WORK TO COMPLETE: From the listing below, pick out every line that contains the word "rough" and copy each of those lines. Case counts.

※ ※ ※

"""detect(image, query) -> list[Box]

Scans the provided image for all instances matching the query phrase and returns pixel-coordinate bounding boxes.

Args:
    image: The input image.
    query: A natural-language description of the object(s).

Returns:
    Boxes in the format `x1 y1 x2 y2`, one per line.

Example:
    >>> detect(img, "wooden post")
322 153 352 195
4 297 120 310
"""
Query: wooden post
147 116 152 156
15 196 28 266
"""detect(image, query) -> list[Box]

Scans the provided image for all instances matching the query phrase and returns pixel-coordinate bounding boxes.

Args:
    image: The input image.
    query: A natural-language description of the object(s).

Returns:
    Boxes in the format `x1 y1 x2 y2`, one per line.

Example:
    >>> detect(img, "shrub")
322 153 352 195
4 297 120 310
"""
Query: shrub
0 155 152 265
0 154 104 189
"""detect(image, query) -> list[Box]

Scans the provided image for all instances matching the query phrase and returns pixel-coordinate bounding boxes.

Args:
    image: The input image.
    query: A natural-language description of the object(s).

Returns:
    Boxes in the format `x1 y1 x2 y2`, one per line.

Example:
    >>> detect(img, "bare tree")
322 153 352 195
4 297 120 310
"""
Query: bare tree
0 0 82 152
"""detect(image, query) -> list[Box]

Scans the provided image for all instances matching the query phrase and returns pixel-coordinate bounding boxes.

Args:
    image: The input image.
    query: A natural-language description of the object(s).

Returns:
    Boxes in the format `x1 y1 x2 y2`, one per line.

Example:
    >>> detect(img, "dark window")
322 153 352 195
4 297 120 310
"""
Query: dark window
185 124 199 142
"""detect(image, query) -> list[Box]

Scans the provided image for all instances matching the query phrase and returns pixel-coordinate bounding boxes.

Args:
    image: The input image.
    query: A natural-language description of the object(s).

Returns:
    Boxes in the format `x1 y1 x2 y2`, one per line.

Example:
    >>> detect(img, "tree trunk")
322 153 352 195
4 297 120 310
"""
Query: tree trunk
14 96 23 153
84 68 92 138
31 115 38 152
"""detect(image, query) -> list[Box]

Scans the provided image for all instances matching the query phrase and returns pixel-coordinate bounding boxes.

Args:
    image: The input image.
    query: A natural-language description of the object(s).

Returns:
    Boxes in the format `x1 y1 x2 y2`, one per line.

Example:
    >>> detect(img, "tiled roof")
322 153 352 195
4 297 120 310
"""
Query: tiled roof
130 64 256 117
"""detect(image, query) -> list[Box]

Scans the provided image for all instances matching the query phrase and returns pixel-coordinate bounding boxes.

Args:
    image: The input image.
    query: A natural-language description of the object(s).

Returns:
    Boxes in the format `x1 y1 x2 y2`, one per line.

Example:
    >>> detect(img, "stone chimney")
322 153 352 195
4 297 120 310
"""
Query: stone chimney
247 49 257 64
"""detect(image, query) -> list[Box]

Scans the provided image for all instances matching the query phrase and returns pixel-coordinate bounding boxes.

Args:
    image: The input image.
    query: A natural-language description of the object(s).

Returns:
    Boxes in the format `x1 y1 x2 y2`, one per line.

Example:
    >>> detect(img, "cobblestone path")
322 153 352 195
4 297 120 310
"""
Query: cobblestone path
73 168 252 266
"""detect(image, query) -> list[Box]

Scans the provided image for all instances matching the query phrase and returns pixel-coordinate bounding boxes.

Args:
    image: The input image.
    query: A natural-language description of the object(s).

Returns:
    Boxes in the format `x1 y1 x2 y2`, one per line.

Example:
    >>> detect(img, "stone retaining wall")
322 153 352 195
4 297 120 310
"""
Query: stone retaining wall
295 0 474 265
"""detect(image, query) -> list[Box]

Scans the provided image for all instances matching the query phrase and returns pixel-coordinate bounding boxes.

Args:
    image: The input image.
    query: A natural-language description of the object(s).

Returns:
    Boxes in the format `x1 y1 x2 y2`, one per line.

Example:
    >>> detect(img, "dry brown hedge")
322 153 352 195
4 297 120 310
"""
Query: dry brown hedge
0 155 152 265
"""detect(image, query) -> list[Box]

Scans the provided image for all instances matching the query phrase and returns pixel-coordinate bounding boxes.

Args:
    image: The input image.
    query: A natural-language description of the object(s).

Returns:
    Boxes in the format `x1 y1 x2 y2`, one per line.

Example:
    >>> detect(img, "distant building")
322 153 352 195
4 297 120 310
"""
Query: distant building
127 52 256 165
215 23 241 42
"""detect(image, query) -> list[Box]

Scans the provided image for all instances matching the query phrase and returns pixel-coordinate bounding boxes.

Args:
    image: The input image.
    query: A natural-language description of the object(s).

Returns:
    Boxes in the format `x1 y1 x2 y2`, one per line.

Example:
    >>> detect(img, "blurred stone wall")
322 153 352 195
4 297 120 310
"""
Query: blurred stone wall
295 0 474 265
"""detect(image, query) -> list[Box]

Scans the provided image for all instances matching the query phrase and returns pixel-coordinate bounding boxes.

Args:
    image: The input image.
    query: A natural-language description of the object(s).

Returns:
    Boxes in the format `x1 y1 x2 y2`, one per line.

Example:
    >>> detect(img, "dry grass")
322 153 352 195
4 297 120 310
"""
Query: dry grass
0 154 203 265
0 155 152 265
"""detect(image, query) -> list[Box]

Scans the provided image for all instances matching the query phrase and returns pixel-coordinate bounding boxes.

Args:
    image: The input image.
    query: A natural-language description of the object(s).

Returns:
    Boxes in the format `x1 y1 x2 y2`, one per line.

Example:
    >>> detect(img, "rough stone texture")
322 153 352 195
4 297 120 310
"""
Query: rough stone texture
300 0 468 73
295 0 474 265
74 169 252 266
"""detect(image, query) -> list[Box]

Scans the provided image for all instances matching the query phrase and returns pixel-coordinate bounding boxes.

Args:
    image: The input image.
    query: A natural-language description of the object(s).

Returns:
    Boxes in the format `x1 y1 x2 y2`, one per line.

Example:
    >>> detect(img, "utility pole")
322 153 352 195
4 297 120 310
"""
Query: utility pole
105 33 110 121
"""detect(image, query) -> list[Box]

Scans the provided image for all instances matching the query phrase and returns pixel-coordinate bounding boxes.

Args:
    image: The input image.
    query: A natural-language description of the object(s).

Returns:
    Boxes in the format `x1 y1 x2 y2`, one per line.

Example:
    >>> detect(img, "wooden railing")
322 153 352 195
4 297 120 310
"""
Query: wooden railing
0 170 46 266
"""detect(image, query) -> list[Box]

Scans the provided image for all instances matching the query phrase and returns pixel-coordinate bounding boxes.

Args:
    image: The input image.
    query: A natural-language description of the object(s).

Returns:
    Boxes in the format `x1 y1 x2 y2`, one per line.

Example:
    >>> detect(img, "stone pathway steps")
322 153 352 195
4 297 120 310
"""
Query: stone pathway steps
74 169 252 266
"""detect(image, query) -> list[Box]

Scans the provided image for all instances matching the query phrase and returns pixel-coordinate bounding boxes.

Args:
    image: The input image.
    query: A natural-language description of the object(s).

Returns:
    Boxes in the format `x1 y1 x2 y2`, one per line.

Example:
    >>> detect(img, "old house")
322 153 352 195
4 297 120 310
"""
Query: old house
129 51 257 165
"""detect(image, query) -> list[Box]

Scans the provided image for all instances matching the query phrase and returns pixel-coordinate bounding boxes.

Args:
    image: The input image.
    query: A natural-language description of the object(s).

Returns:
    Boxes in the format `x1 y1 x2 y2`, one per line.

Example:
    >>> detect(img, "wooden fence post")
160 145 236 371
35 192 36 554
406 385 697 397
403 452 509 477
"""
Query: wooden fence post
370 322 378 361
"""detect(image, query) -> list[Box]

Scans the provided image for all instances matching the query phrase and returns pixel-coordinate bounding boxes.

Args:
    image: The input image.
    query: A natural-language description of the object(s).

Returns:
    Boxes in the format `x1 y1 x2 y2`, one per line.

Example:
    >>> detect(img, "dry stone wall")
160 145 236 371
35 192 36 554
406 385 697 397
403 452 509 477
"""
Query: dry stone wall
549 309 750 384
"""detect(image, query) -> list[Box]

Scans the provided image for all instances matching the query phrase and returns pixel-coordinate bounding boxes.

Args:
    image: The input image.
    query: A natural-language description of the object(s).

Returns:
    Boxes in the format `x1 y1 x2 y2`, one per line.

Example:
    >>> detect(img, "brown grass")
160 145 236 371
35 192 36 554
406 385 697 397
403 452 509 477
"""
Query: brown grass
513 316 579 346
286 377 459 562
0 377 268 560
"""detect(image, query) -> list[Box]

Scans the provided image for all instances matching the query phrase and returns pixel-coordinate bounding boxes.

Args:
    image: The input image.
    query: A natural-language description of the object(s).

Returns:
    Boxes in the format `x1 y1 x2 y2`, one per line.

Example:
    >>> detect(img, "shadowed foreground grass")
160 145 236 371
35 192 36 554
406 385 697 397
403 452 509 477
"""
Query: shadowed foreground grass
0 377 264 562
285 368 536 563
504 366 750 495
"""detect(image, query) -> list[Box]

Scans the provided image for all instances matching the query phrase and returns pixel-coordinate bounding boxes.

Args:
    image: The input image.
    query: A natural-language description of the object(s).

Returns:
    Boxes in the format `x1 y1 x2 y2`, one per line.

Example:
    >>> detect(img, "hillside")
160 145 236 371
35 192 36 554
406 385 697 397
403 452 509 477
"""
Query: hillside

※ ※ ※

ANSWER TO THIS PROBLEM:
    >>> detect(img, "rough stone texture")
Query: rough stone texture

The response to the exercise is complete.